Extrait du texte:
========
Les boursiers ont été accueillis par des universités partenaires dans quatre pays : États-Unis, France, Belgique et Espagne[2]. Dans la plupart des cas, les étudiants ont suivi un programme de master de deux ans (2021-2023), et tous ont obtenu leur diplôme avec succès. Les programmes de Master ont couvert un large éventail de sujets, notamment le changement climatique, les sols agricoles, la transformation des aliments, la nutrition animale, les cultures végétales, l’hydrologie, la bio-ingénierie, la socio-économie et l’agroécologie, et chaque étudiant a mené un programme de recherche sur le terrain au cours de son Master sur un sujet choisi.
Principaux défis et perspectives
Un seul des boursiers a pu effectuer son travail de recherche en Haïti[3] en raison de l’insécurité, de difficultés logistiques ou du manque de données, mais tous devraient être en mesure d’appliquer les méthodologies et les connaissances apprises pour servir la recherche scientifique et la mettre en œuvre à différentes échelles en Haïti.
Sur les neuf boursiers, une seule est une femme, ce qui reflète la difficulté pour les femmes d’accéder à l’enseignement supérieur dans des domaines encore largement dominés par les hommes, comme l’ingénierie. Cependant, elle fait partie des trois boursiers qui se sont distingués par leur travail de maîtrise et ont reçu une bourse d’une autre institution pour poursuivre des études de doctorat. Ainsi, trois des neuf boursiers poursuivront des études de troisième cycle, avec l’accord de l’institution où ils travaillaient en Haïti.
========
Données disponibles:
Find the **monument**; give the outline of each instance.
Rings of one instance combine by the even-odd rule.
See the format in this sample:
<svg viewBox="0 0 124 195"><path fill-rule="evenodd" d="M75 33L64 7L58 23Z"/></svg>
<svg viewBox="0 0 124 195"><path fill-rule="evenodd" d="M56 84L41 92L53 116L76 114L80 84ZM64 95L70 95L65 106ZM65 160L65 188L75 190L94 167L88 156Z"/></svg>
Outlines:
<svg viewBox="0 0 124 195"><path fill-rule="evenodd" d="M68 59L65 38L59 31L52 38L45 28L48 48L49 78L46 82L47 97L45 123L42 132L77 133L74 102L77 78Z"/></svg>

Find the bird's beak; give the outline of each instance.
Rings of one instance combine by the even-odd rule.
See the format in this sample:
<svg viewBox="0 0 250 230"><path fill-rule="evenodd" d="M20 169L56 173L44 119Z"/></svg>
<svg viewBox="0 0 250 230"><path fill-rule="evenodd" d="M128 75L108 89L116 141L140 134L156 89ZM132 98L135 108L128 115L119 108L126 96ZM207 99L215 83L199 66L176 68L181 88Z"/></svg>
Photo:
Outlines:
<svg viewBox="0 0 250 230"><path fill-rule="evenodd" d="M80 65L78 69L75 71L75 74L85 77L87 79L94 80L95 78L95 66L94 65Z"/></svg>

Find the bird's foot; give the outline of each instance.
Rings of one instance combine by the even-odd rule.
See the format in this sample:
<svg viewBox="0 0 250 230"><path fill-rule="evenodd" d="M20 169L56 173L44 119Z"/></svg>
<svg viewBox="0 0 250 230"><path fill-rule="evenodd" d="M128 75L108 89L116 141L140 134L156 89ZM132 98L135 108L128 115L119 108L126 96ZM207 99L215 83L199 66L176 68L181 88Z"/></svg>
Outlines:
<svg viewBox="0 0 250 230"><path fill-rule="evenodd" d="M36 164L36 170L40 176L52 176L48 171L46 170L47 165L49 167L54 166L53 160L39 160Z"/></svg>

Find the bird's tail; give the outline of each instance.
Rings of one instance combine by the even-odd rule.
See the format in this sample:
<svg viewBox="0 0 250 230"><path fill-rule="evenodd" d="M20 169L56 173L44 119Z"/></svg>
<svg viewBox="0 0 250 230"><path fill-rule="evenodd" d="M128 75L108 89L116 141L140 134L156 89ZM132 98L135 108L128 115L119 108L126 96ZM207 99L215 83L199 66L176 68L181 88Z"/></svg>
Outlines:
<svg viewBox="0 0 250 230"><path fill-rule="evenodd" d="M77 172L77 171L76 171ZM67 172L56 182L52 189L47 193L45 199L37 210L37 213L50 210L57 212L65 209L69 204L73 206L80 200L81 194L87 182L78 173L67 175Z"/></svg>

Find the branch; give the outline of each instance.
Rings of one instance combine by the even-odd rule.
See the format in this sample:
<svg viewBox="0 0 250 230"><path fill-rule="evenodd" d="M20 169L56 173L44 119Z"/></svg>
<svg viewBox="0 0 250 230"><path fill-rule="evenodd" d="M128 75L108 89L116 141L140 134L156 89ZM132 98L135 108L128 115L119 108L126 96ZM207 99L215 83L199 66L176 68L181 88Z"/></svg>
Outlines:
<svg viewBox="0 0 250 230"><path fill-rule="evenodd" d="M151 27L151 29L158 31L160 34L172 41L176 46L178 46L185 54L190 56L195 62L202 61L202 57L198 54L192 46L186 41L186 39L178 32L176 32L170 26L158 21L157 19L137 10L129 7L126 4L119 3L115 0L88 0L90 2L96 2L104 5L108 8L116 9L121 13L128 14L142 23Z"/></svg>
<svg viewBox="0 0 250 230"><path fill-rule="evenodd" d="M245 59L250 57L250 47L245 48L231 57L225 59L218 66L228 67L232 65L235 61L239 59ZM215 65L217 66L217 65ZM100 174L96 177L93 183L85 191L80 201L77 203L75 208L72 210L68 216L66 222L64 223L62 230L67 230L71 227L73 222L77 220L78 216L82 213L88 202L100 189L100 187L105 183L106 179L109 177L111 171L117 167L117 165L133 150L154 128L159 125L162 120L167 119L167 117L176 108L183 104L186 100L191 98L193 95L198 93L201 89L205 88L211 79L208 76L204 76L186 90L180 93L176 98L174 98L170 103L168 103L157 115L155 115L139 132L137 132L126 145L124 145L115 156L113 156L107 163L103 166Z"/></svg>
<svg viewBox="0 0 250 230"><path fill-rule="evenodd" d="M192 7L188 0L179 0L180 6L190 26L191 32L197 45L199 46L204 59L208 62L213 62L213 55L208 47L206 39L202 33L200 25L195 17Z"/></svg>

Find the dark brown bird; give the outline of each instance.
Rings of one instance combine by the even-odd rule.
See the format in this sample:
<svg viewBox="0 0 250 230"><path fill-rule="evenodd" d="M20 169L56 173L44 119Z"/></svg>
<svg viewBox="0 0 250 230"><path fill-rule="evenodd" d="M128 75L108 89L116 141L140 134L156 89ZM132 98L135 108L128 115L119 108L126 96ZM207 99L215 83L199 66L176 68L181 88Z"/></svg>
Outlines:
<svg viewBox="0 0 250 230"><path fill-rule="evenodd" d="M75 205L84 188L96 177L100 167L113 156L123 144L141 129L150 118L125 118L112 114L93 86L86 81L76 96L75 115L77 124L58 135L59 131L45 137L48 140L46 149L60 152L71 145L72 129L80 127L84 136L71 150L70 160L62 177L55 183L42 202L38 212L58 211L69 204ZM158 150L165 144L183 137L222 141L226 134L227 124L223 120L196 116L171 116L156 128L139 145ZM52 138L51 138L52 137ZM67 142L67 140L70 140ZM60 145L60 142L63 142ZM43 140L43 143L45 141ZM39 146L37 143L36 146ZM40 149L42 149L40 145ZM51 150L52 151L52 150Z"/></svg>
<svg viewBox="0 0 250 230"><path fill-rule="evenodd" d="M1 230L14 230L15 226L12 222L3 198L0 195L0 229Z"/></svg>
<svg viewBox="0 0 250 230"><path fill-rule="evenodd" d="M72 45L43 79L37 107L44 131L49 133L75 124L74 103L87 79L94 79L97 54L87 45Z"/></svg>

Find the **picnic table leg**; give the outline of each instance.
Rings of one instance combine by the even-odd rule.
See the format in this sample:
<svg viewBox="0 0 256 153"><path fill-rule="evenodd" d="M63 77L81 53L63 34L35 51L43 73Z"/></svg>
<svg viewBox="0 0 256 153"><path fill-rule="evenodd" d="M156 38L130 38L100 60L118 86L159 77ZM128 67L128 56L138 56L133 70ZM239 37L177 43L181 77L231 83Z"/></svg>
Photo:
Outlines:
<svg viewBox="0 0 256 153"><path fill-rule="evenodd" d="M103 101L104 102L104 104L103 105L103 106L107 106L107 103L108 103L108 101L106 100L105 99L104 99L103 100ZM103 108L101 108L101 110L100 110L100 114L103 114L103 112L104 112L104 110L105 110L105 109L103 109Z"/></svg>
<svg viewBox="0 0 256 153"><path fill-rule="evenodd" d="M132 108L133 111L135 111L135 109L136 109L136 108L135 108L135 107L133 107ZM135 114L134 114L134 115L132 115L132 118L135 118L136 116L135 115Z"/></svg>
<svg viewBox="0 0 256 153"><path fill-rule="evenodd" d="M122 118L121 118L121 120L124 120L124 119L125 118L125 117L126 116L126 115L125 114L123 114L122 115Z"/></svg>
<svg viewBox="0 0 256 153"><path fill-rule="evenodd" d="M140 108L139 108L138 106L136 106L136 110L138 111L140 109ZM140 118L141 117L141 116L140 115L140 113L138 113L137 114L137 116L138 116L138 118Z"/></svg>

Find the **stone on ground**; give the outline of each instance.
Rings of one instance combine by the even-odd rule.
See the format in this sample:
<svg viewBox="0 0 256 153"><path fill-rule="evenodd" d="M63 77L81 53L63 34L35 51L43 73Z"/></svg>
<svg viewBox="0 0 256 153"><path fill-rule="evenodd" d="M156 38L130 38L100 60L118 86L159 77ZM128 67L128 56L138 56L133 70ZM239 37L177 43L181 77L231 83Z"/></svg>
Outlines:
========
Travail à réaliser:
A. Énumérez tous les pays où se trouvent les universités partenaires qui ont accueilli les boursiers, d'après l'extrait.
B. Reproduisez fidèlement le passage de l'extrait compris entre "Les boursiers ont" et "un sujet choisi.", ces deux bornes incluses.
C. Répondez brièvement aux questions suivantes en vous appuyant sur l'extrait.
(i) Quelle était la durée du programme de master suivi par la plupart des étudiants ?
(ii) Combien de boursiers y avait-il au total ?
(iii) Combien de boursiers poursuivront des études de troisième cycle ?

Vos réponses:
A. États-Unis, France, Belgique, Espagne

B.
Les boursiers ont été accueillis par des universités partenaires dans quatre pays : États-Unis, France, Belgique et Espagne[2]. Dans la plupart des cas, les étudiants ont suivi un programme de master de deux ans (2021-2023), et tous ont obtenu leur diplôme avec succès. Les programmes de Master ont couvert un large éventail de sujets, notamment le changement climatique, les sols agricoles, la transformation des aliments, la nutrition animale, les cultures végétales, l’hydrologie, la bio-ingénierie, la socio-économie et l’agroécologie, et chaque étudiant a mené un programme de recherche sur le terrain au cours de son Master sur un sujet choisi.

C.
(i) Deux ans (2021-2023).
(ii) Neuf.
(iii) Trois.